** BEGIN Available data **

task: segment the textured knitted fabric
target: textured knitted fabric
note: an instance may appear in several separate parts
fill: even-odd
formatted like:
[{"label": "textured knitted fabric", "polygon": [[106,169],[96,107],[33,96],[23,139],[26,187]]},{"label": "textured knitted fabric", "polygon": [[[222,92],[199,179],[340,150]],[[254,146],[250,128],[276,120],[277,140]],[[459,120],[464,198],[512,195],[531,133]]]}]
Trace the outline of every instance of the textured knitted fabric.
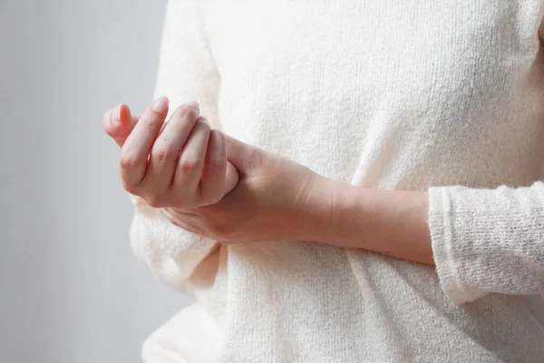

** END Available data **

The task:
Reproduce the listing above word for word, without the picture.

Result of the task:
task: segment the textured knitted fabric
target: textured knitted fabric
note: an instance may appear in several separate parts
fill: even-odd
formatted like:
[{"label": "textured knitted fabric", "polygon": [[106,169],[96,107],[33,96],[23,139],[26,187]]},{"label": "textured knitted fabric", "polygon": [[[222,92],[199,179],[340,150]],[[254,146],[250,128],[276,120],[277,140]],[[459,120],[464,198],[512,195],[531,133]]]}]
Trace the outline of every instance of the textured knitted fabric.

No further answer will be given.